The task:
What follows is a set of records. Retype them exactly, leaving out the pictures.

[[ Supplied records, beginning ]]

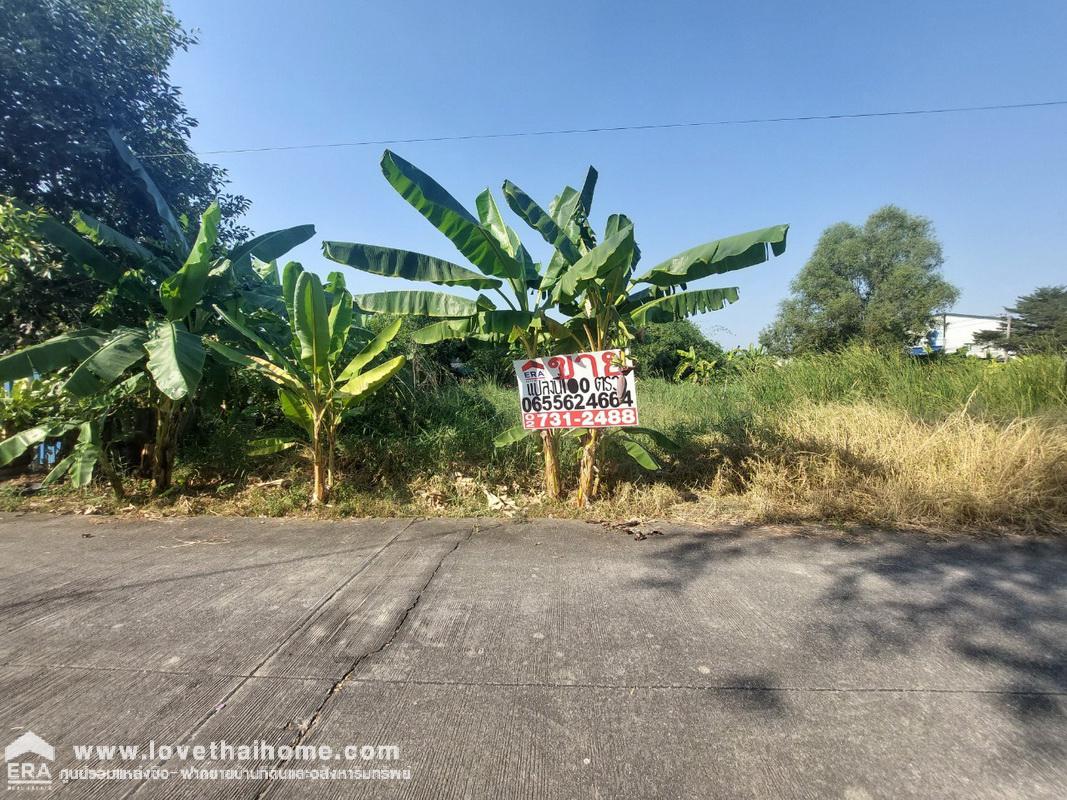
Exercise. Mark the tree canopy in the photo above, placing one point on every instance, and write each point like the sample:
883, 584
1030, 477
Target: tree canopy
880, 284
1039, 323
70, 70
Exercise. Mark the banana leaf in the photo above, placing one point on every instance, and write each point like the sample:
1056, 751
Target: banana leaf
671, 307
416, 303
445, 213
175, 360
719, 256
404, 264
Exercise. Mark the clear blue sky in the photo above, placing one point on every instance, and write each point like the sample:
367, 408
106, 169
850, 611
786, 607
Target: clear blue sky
277, 73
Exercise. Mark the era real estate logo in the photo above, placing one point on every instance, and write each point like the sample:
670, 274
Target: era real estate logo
26, 763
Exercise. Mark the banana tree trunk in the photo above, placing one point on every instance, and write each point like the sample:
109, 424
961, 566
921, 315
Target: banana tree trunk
109, 472
550, 443
588, 475
168, 422
320, 465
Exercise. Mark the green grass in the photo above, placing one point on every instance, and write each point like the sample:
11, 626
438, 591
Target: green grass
856, 436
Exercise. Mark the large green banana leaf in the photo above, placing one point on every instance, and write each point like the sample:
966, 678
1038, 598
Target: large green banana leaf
172, 229
269, 350
376, 347
367, 383
719, 256
538, 219
312, 321
447, 329
416, 303
614, 225
64, 350
182, 290
123, 350
502, 321
175, 360
80, 251
405, 264
290, 272
272, 245
446, 214
683, 304
100, 234
588, 187
340, 322
608, 261
82, 460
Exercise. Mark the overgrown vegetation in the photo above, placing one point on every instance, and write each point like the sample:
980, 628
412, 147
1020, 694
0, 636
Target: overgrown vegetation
862, 436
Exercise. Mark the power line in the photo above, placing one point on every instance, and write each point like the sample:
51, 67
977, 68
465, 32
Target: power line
616, 129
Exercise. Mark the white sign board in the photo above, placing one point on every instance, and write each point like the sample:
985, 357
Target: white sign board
594, 389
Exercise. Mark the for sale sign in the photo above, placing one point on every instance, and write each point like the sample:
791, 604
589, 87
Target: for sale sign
591, 389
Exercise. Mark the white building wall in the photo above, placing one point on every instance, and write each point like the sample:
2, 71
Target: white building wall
957, 332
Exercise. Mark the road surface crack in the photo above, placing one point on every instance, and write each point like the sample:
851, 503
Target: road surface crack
312, 723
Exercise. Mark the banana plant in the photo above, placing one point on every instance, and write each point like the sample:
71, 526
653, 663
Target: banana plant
519, 315
173, 284
586, 297
593, 283
315, 392
89, 451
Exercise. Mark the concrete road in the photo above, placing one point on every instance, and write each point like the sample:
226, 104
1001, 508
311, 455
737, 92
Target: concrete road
542, 659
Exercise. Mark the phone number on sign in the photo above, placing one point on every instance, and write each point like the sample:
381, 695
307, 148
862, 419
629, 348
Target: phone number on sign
607, 418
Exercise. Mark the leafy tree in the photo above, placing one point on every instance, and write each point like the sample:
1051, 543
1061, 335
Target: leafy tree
655, 350
880, 284
587, 297
73, 69
1038, 324
174, 284
316, 392
33, 275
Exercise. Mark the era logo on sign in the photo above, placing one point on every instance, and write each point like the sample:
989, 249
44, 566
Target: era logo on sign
24, 772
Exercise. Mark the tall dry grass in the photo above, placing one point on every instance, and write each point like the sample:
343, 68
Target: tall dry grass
876, 464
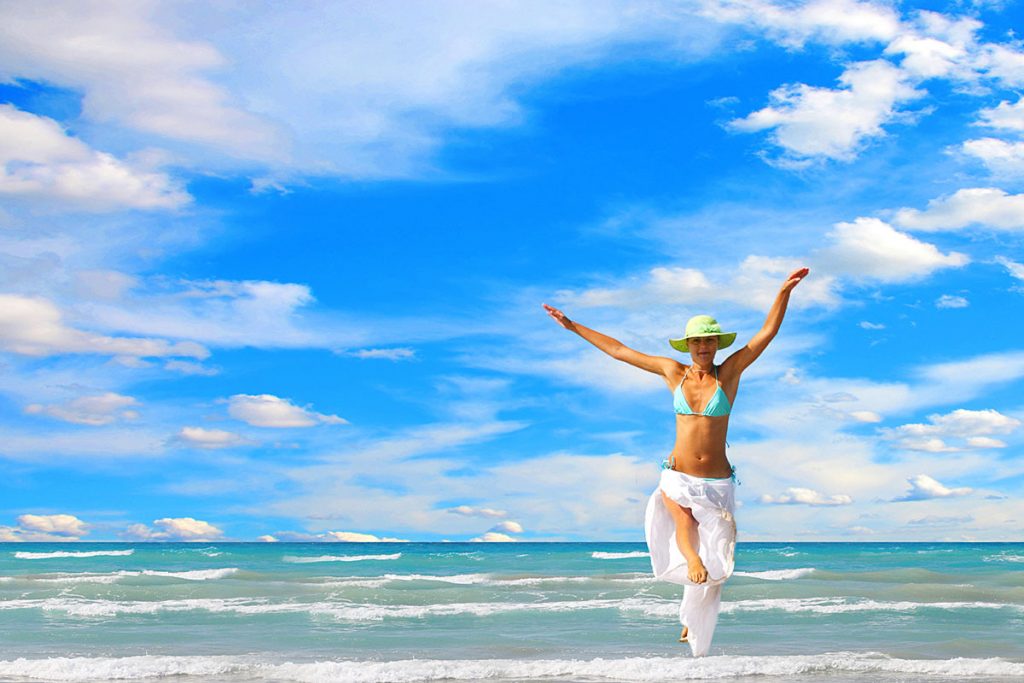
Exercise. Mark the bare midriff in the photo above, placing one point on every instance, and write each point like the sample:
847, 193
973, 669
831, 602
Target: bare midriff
699, 449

[[ Supplied records, end ]]

Result below:
Exercise. Mark the tree canopy in the photo above, placing one point on every instance, and write each point like the sample:
883, 584
1030, 477
Target: tree canopy
880, 284
1039, 323
70, 70
Exercise. Mark the banana leaf in the photo above, placing one point on every instance, and write each point like the sample:
1056, 751
Target: banana leaf
671, 307
416, 303
445, 213
175, 360
719, 256
404, 264
Exercise. Mark the clear blue sky in the photo above, placing one point on every instance, and write each point like the sample:
367, 408
106, 169
850, 611
786, 607
Target: clear blue sky
277, 73
Exercise. Mark the era real estate logo in the photo above, placing one point on every instance, and write each point like the sample:
670, 274
Target: era real estate logo
26, 763
Exercise. Mark the banana tree trunk in the photo above, placing one point on every instance, and write each point like the sample:
109, 424
961, 566
921, 315
Target: banana tree trunk
109, 472
550, 443
588, 475
168, 422
320, 465
Exercise. Mark the green grass in the photo above, placing one point on every instance, and write each point like the sample:
11, 626
438, 591
Target: green grass
856, 436
Exercise. Mark the large green banana leaf in the photo above, placing one point on every instance, and write each point like the sample:
966, 678
1038, 598
Target: large green banana leaf
172, 229
269, 350
376, 347
367, 383
719, 256
538, 219
312, 321
447, 329
416, 303
614, 225
64, 350
182, 290
123, 350
502, 321
175, 360
80, 251
405, 264
290, 272
272, 245
446, 214
683, 304
100, 234
588, 187
340, 322
608, 261
82, 460
Exercise. Mark the overgrown vegetation in the photo above, placing one point on every instance, and write each point like the sample:
980, 628
412, 147
1020, 694
0, 636
Target: overgrown vegetation
862, 436
Exercise. Mark the power line in the photo above, placing one point on every instance, and write each point like the sample:
51, 67
977, 68
465, 32
Target: power line
616, 129
Exercise. Mark the white sign board in the photo above, placing one point on every instance, and write each point like the sample:
985, 357
Target: white sign board
594, 389
Exercise. Mark the for sale sign in the photo above, placing one point on every instance, and write each point like the sample:
791, 604
589, 87
Target: for sale sign
591, 389
Exercise. Mark the white building wall in the photo above, placing one point on every instance, and write each point like the sample:
2, 71
Target: white building wall
957, 332
Exercise. Mark the road surface crack in the photo above, placing one point on every instance, and write each point like the sample:
851, 503
Target: road surface crack
312, 723
Exercise. Mark the banana plant in the photo above, placing one point on every instance, and write each point like the sample:
71, 526
653, 663
Target: banana plant
519, 315
173, 284
586, 297
593, 283
315, 392
89, 451
Exercise. Mark the concrete road in the photo above, placing one point on every instance, and write each point like the sample:
226, 104
1001, 508
311, 455
737, 92
Target: concrete road
542, 659
Exercise. Mark the phone number on sign in the photo above, placing one point on every instance, and write each point like the sample:
381, 695
307, 148
862, 419
629, 348
Target: phone number on sign
607, 418
Exercise. Mark the leafy tree in the photo above, placing one point on every instance, and write each point like the sample:
1051, 543
1061, 335
Target: leafy tree
655, 350
880, 284
587, 297
73, 69
1038, 324
174, 284
316, 392
33, 275
Exercise. Mark the era logo on sign in the photo above, placing one point on every instance, and write each point like the sample:
989, 249
44, 566
Target: era logo on sign
24, 772
Exercise. Mark the tall dry grass in the photo above, placing one point on every instance, and write each point like the sample:
343, 68
Target: tall dry grass
876, 464
Exercise. Mark the bare midriff in the photo above, placing one point on every instance, and write each point like the sample:
847, 193
973, 669
831, 602
Target: bare midriff
699, 449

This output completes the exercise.